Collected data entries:
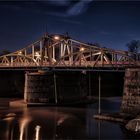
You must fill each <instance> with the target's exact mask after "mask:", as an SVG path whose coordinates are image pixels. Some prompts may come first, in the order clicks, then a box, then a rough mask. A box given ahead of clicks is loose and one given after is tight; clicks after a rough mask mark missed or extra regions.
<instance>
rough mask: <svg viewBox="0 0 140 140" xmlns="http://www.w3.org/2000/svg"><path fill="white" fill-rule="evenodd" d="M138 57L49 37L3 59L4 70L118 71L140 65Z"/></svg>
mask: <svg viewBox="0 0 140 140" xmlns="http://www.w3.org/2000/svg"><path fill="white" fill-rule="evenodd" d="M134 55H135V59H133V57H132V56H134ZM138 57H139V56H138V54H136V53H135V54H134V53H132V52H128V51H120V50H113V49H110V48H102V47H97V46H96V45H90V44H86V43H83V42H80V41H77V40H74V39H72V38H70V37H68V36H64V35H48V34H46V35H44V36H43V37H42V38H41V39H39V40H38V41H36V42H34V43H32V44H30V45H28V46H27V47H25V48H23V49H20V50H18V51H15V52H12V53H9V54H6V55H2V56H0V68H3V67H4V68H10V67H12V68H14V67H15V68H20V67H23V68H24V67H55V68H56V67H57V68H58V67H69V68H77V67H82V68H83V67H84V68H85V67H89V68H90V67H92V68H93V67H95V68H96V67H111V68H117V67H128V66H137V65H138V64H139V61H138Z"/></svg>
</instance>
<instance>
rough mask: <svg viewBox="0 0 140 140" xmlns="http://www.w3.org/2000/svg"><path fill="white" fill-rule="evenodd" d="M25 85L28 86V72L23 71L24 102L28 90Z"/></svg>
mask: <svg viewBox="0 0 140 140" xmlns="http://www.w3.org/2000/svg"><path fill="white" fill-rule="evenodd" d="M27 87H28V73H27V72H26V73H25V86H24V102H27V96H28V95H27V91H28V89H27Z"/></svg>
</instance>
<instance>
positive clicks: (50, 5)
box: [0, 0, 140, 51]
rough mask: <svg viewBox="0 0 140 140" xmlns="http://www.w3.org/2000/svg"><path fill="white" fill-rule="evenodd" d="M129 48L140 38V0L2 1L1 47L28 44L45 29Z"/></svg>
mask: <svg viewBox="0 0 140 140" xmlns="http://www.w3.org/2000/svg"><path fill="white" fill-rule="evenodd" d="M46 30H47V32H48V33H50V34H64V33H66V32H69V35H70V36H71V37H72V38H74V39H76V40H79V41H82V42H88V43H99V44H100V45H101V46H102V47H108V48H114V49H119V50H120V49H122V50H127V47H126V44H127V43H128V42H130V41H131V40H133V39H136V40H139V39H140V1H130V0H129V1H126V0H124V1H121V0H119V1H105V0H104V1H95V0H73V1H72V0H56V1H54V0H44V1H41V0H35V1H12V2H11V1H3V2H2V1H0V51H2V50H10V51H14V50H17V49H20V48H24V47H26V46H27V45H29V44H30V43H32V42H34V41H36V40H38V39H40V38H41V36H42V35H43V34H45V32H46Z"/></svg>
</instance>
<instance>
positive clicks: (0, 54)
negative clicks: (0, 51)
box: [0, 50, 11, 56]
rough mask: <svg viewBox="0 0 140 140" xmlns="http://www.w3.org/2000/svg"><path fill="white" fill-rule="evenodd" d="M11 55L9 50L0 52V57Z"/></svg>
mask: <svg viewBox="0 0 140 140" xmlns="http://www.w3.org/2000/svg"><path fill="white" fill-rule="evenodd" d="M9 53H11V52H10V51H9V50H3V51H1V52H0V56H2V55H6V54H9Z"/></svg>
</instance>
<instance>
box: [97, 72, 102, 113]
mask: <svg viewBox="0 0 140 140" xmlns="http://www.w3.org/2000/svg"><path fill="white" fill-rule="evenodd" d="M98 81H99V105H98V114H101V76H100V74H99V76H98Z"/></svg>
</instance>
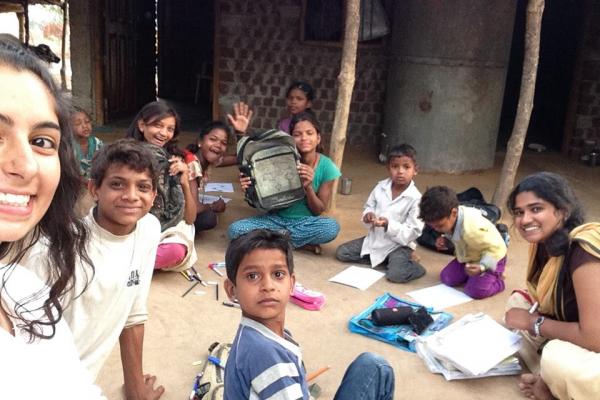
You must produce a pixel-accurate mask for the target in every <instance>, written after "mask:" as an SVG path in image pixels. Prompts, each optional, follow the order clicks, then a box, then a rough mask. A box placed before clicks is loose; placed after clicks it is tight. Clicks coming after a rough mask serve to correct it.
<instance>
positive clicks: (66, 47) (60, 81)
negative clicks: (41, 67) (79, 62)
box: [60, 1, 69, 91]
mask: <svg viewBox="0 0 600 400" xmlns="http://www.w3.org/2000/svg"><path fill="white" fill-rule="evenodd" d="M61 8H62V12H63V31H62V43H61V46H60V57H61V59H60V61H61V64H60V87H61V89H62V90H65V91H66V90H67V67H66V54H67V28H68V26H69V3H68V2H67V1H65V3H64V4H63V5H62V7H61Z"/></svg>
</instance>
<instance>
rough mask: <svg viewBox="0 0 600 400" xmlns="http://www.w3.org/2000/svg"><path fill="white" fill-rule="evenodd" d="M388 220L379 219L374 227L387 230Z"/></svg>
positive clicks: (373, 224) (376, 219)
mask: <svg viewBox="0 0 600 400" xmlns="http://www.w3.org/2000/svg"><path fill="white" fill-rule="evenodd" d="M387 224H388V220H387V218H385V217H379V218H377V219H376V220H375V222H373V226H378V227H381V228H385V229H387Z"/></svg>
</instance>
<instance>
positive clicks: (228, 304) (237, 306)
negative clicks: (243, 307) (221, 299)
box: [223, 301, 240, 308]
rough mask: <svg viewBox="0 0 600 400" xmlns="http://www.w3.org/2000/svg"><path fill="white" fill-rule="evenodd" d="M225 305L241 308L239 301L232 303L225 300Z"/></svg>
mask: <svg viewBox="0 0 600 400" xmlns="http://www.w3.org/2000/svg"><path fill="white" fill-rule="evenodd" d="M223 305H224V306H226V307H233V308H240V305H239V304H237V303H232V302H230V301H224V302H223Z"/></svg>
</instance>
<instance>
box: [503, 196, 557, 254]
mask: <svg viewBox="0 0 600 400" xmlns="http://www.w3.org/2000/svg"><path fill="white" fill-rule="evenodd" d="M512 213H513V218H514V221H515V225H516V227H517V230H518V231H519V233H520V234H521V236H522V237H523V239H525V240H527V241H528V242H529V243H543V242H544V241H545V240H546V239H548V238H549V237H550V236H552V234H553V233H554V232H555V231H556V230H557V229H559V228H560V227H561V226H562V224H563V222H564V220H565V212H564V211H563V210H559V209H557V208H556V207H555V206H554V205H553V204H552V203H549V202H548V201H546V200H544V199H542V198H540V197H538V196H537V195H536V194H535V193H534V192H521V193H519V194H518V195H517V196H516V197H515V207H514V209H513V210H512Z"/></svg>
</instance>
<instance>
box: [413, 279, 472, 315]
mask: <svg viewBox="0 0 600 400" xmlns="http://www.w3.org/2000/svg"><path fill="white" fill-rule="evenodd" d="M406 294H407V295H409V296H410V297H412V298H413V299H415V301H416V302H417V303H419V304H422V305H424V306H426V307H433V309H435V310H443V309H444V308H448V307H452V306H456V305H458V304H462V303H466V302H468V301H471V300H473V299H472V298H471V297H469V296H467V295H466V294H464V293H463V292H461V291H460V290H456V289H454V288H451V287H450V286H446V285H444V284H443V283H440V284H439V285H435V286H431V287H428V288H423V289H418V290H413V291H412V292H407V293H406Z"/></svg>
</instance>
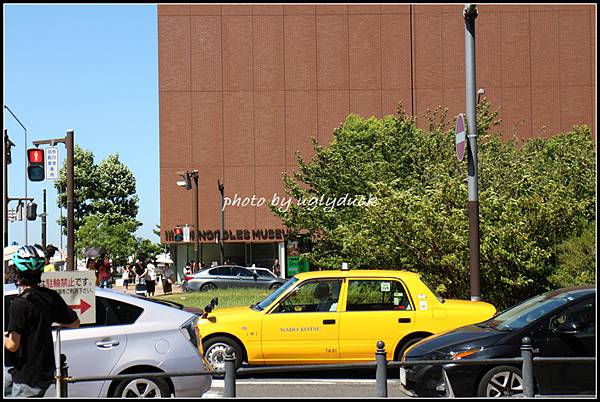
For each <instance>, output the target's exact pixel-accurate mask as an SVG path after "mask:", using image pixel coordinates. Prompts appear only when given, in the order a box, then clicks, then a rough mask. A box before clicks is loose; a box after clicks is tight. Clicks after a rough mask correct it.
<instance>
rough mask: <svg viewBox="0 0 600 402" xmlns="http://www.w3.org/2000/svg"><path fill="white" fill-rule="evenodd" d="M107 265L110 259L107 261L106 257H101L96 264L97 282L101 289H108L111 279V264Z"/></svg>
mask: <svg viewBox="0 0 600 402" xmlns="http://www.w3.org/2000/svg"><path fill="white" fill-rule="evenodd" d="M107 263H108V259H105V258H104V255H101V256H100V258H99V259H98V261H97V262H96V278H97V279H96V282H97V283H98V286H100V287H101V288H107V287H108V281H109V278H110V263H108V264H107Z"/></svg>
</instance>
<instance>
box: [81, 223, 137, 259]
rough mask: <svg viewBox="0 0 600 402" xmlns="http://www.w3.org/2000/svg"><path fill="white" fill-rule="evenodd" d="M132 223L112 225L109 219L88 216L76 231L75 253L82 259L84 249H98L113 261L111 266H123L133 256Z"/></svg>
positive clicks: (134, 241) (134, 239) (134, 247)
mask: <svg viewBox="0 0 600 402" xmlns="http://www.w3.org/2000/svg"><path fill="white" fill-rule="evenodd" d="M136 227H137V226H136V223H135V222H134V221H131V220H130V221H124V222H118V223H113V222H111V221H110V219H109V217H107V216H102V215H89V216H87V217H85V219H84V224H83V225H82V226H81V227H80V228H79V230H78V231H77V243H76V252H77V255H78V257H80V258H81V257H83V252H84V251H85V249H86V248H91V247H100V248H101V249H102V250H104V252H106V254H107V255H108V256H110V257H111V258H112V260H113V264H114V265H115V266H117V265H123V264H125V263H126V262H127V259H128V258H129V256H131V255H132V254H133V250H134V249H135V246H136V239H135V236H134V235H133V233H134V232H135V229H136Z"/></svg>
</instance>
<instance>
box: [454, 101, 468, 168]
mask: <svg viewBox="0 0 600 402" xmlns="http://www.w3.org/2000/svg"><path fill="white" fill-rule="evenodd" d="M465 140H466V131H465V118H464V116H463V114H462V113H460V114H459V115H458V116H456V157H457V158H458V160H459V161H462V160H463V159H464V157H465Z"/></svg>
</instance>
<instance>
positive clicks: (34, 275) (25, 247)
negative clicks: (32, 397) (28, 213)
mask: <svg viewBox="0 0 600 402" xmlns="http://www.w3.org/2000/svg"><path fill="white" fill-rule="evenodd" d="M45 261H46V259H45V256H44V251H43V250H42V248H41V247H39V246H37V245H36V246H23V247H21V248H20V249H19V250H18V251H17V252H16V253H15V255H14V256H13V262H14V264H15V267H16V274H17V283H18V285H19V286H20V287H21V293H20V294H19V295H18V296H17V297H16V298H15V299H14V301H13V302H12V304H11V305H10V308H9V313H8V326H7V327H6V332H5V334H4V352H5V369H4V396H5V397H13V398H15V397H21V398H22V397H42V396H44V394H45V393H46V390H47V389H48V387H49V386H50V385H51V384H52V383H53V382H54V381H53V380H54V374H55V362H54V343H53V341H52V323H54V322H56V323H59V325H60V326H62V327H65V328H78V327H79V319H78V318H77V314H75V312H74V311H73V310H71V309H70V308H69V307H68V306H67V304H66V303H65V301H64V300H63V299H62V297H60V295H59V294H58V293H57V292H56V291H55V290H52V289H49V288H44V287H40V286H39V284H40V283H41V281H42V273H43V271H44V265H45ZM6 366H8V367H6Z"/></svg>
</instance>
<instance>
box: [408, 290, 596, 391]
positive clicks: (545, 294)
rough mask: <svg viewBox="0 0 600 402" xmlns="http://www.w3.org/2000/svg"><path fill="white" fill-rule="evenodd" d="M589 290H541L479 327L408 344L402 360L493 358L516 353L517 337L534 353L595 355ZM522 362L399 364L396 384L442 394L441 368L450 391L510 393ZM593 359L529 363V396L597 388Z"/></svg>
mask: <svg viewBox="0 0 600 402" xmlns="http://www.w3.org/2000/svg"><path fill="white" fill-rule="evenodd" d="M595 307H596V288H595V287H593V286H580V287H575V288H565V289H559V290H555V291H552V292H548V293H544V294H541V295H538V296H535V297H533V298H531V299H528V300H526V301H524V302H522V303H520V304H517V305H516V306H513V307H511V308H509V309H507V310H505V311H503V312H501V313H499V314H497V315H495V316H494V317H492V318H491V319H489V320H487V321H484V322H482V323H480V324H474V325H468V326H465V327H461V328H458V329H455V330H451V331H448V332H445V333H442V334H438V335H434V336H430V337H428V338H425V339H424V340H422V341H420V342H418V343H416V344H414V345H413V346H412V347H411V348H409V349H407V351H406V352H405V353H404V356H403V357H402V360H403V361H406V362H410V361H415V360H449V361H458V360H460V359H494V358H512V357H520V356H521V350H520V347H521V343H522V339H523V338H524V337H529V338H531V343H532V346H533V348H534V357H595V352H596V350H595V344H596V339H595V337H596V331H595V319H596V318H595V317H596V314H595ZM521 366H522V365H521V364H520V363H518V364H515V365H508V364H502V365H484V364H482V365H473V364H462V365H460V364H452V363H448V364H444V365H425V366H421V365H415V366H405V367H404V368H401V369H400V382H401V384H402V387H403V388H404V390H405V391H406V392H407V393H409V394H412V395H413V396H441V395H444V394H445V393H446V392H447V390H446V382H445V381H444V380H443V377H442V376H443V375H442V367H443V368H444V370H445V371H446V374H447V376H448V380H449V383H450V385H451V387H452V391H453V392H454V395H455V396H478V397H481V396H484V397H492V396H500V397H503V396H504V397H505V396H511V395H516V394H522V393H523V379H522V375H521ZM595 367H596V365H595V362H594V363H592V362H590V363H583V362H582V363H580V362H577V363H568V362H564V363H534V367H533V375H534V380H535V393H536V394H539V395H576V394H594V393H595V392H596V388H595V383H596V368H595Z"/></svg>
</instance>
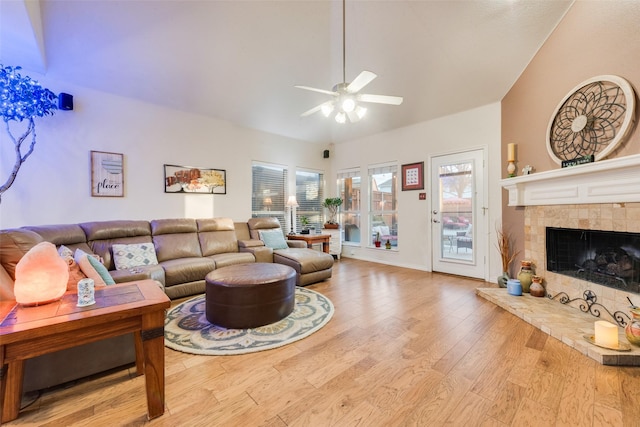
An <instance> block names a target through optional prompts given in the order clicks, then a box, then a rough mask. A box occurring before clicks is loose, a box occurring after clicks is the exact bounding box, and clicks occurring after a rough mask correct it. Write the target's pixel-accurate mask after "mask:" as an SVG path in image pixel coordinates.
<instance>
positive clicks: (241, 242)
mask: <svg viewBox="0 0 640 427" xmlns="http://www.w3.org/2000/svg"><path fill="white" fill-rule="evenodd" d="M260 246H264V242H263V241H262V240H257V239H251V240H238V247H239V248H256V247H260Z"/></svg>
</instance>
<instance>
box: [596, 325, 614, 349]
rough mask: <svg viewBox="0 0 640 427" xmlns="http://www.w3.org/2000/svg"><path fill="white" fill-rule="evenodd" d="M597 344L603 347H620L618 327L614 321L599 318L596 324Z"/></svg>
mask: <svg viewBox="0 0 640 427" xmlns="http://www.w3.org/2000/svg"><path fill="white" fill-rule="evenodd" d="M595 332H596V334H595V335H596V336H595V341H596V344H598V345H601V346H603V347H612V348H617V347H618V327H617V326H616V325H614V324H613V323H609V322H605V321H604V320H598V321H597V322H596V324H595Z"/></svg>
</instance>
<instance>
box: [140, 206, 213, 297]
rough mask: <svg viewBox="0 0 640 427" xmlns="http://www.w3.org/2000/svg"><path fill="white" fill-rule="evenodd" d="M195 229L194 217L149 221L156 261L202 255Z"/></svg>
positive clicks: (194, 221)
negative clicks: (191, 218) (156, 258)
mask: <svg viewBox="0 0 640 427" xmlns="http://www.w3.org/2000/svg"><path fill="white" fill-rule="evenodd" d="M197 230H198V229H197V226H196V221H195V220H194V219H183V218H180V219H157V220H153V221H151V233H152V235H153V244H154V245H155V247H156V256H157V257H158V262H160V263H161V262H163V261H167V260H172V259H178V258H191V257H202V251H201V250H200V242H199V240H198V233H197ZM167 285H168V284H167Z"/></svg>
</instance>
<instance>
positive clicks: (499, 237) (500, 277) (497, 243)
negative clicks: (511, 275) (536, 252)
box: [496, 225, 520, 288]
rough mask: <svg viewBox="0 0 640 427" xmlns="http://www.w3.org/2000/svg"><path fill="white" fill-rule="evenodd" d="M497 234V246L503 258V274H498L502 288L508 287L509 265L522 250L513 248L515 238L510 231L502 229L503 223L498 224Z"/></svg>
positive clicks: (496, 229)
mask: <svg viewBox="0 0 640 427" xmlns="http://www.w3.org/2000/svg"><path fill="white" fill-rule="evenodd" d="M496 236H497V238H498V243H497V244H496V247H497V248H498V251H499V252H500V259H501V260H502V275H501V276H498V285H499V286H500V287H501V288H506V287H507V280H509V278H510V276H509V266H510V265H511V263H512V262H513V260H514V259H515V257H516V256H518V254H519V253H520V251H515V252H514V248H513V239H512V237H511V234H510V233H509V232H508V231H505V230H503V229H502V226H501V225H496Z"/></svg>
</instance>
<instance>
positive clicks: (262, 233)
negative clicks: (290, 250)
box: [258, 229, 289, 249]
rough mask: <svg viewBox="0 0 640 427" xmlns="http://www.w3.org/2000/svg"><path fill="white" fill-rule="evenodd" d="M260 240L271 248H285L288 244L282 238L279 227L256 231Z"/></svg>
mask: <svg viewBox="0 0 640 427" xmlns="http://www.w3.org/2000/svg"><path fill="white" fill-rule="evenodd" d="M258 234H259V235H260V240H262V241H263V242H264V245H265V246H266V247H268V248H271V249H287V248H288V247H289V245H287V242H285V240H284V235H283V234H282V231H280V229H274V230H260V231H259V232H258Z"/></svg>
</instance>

**Assignment**
Count the lines of the items above that contain the string "negative", matching case exactly, and give only the number.

**Worked solution**
7